REQUIRED WORK
Please go line by line through the material and copy each one containing the word "test".

Top of TASK DATA

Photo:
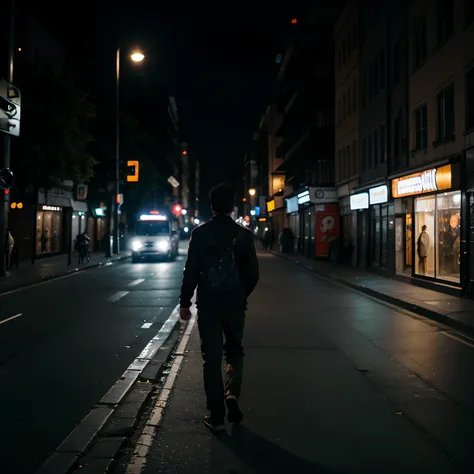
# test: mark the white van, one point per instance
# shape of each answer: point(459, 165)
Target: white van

Bottom of TASK DATA
Top of TASK DATA

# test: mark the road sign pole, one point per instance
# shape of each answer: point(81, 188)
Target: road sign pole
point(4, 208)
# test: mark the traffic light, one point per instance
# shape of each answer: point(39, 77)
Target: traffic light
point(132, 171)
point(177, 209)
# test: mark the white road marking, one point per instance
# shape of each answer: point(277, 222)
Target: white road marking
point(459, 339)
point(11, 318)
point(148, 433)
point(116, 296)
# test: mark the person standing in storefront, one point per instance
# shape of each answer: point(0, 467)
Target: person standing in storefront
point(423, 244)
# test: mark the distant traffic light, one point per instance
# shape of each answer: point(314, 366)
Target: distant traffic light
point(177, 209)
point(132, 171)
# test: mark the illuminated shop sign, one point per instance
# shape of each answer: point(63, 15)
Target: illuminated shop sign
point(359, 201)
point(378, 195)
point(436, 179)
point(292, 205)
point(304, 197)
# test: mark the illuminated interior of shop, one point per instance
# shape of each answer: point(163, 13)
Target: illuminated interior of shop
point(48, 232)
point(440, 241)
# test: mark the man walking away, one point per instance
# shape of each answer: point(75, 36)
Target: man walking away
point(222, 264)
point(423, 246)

Bottom of TASK DATA

ANSWER SPACE
# test: mark the white van, one point per instance
# test: mark the road sign pole, one point per instance
# test: mark the traffic light, one point per instance
# test: mark the white road marking, one point per instance
# test: mark the person standing in storefront, one point per instance
# test: mark the distant traffic light, one point per instance
# test: mark the illuminated shop sign, one point per instance
# test: mark the illuminated interior of shop, one point per instance
# test: mark the man walking away, one point per instance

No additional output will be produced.